↓↓↓

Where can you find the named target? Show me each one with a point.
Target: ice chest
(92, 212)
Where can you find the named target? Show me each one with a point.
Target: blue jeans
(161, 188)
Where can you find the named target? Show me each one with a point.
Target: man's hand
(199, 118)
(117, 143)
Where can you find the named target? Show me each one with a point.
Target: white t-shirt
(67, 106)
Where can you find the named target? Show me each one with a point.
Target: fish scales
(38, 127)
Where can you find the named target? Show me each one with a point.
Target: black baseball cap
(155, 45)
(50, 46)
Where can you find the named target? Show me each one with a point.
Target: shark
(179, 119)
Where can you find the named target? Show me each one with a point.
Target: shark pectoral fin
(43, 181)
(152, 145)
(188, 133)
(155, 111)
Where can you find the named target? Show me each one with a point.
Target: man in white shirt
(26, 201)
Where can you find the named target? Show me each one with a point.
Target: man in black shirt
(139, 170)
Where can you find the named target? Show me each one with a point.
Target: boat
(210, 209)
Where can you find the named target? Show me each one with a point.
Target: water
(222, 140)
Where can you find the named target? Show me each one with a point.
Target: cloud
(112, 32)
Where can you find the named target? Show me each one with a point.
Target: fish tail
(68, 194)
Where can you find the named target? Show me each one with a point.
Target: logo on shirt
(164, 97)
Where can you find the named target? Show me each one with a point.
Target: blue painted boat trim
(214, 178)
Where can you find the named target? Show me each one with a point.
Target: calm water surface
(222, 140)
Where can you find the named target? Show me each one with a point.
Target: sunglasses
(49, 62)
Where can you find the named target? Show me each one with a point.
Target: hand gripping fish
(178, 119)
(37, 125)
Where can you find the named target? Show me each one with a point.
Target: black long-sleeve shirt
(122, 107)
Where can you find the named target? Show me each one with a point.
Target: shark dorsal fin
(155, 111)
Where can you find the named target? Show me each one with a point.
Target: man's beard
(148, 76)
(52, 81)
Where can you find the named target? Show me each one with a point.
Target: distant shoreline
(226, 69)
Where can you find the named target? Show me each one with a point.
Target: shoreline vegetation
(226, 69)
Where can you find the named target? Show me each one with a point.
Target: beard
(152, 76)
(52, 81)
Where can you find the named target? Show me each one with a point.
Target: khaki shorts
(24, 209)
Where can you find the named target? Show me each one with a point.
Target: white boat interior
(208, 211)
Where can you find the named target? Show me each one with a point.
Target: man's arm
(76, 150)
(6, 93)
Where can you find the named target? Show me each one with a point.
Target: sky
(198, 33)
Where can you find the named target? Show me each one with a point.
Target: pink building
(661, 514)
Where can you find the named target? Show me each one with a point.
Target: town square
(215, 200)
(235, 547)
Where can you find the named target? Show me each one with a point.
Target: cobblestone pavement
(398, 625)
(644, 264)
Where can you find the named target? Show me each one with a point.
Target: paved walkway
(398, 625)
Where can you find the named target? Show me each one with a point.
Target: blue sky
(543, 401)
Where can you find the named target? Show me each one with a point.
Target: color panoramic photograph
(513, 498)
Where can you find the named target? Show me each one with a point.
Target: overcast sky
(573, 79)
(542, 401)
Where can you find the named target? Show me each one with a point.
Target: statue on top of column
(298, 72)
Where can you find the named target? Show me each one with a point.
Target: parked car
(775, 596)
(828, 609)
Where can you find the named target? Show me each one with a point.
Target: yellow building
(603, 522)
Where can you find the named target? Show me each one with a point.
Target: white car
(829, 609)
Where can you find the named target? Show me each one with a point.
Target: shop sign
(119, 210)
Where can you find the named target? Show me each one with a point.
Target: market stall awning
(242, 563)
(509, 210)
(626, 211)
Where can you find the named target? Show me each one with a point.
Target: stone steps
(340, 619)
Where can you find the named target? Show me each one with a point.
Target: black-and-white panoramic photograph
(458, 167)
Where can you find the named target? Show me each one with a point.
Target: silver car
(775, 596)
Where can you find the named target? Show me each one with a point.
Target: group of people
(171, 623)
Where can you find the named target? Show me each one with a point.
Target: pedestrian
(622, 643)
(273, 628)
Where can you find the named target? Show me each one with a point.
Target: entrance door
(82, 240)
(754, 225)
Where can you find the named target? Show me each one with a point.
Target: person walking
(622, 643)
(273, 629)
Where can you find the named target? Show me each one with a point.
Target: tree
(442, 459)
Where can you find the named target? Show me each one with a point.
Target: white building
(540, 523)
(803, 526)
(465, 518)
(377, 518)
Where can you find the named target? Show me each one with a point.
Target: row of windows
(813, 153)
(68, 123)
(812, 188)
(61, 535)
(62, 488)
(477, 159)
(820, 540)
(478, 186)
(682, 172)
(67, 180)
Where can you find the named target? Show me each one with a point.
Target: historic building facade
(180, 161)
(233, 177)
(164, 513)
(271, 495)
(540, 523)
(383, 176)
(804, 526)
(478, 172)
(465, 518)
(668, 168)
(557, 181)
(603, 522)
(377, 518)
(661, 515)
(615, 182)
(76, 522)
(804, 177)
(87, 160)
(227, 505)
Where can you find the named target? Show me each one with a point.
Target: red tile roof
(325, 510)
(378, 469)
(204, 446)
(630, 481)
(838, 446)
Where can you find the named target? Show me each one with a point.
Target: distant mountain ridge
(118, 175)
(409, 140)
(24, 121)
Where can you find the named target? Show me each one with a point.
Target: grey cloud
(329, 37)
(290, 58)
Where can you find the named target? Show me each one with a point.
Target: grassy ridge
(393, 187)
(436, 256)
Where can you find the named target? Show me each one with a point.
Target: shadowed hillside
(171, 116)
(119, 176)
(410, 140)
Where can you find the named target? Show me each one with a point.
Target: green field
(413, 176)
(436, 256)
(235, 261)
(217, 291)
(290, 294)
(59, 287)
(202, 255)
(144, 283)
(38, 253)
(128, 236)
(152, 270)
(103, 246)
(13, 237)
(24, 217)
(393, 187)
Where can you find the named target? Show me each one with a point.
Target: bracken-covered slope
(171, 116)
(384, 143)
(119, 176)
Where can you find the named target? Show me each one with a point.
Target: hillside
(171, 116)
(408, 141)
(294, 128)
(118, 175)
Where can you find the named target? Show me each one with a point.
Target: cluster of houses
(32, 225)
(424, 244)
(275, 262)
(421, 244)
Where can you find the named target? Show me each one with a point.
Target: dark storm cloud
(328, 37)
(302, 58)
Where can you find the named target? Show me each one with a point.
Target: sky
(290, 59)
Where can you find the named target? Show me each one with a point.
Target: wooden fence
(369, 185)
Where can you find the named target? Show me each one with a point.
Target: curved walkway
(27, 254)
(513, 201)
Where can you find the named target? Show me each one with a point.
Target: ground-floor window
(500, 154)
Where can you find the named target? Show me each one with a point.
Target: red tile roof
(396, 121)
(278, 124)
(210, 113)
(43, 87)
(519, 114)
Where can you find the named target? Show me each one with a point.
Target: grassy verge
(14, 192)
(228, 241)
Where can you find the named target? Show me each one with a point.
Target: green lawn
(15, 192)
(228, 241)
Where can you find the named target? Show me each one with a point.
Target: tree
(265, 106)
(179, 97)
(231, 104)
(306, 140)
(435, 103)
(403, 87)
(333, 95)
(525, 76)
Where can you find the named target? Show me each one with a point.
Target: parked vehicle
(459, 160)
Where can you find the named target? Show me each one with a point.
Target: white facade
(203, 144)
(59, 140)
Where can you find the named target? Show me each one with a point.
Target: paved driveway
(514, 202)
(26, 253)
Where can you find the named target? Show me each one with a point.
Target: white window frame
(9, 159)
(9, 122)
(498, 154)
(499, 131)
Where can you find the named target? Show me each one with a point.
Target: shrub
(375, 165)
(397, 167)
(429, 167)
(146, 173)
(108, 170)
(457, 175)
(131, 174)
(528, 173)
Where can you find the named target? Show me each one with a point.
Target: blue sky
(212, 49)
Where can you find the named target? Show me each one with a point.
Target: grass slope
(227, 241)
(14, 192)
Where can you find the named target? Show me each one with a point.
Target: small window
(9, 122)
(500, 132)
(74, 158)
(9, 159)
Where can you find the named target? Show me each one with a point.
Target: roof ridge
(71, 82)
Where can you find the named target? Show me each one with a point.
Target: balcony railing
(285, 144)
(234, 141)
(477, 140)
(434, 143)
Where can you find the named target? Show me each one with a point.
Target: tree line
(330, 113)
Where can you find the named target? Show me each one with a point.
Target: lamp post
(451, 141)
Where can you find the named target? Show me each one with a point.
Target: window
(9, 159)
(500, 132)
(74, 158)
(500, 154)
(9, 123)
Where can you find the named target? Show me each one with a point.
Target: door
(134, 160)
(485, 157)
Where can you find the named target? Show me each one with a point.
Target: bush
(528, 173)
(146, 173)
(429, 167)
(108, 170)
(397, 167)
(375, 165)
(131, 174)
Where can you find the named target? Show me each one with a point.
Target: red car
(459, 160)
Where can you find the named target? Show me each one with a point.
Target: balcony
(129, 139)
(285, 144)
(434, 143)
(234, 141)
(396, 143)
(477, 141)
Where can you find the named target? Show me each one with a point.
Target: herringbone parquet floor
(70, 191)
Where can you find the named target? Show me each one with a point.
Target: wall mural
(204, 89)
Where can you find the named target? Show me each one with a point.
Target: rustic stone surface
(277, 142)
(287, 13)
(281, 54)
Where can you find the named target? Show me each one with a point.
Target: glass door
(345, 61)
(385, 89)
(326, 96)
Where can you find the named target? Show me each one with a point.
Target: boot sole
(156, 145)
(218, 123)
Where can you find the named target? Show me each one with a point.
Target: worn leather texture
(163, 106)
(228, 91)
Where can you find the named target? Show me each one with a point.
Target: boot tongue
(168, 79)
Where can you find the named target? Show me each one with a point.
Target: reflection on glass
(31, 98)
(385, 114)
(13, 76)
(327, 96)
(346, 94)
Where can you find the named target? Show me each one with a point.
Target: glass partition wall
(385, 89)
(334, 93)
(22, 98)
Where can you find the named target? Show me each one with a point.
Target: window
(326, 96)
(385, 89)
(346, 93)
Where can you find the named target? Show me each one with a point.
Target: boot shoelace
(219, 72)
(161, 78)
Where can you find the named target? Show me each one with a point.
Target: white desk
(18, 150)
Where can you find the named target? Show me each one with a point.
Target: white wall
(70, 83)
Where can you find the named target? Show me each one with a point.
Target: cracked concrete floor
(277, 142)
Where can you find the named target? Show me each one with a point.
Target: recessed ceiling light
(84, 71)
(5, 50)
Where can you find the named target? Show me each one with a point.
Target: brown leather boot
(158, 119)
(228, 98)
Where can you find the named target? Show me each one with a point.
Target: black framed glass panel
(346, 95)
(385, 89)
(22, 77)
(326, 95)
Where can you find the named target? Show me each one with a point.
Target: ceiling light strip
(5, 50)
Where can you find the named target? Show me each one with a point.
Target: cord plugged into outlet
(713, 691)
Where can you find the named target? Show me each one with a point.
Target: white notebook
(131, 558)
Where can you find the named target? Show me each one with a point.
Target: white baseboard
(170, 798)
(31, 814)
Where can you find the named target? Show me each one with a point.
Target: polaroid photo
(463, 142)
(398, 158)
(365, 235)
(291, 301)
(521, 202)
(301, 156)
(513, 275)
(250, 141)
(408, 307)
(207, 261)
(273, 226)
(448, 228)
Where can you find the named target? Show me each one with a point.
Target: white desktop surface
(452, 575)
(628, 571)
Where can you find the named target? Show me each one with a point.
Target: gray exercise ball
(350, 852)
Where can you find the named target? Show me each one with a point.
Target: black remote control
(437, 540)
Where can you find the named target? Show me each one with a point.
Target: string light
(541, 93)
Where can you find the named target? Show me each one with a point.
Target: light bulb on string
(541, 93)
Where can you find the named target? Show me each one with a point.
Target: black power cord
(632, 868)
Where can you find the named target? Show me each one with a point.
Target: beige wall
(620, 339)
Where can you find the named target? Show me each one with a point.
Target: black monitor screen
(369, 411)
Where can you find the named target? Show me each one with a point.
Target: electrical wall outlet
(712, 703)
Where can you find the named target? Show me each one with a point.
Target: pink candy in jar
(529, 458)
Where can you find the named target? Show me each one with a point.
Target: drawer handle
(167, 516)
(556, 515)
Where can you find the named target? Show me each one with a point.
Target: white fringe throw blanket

↑↑↑

*TASK INSTRUCTIONS*: Every line from the one containing "Target: electrical wall outlet" through the last line above should be retyped exactly; no other lines are wanted.

*RESPONSE*:
Target: electrical wall outlet
(712, 703)
Where can you find the named target? Show me each one with a point.
Target: pink candy in jar
(529, 458)
Where can you find the named target? Show me each one with a point.
Target: drawer handle
(167, 516)
(556, 515)
Where can you find the named target? Show me each one with a point.
Target: white fringe throw blanket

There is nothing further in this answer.